Leestekst »
7.2 Is er sprake van een ‘bouwplan’?

Onder de Wet ruimtelijke ordening: In de tweede plaats dient nagegaan te worden of het door een grondexploitant gewenst initiatief ook als bouwplan volgens het besluit ruimtelijke ordening (Bro) kan worden gedefinieerd. Volgens artikel 6.2.1 Bro is er sprake van een bouwplan wanneer sprake is van:

  • a)

    De bouw van een of meer woningen;

  • b)

    De bouw van een of meer andere hoofdgebouwen;

  • c)

    De uitbreiding van een gebouw met ten minste 1000 m² bruto-vloeroppervlakte of met een of meer woningen;

  • d)

    De verbouwing van een of meer aaneengesloten gebouwen die voor andere doeleinden in gebruik of ingericht waren, voor woondoeleinden, mits ten minste 10 woningen worden gerealiseerd;

  • e)

Werkopdracht » Welke gevallen van een bouwplan volgens artikel 6.2.1 Bro noemt de leestekst onder a) tot en met d)? Geef ze allemaal.

Aangeleverd materiaal »
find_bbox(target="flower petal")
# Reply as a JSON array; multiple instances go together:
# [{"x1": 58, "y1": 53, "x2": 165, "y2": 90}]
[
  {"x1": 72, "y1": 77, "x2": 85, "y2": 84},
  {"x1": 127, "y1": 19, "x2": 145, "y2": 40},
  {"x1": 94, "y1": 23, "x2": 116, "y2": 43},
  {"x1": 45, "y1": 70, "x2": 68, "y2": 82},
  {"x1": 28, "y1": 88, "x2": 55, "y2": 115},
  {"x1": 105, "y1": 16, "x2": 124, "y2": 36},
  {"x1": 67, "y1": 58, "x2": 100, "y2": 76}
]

Eindantwoord »
a) De bouw van een of meer woningen
b) De bouw van een of meer andere hoofdgebouwen
c) De uitbreiding van een gebouw met ten minste 1000 m² bruto-vloeroppervlakte of met een of meer woningen
d) De verbouwing van een of meer aaneengesloten gebouwen die voor andere doeleinden in gebruik of ingericht waren, voor woondoeleinden, mits ten minste 10 woningen worden gerealiseerd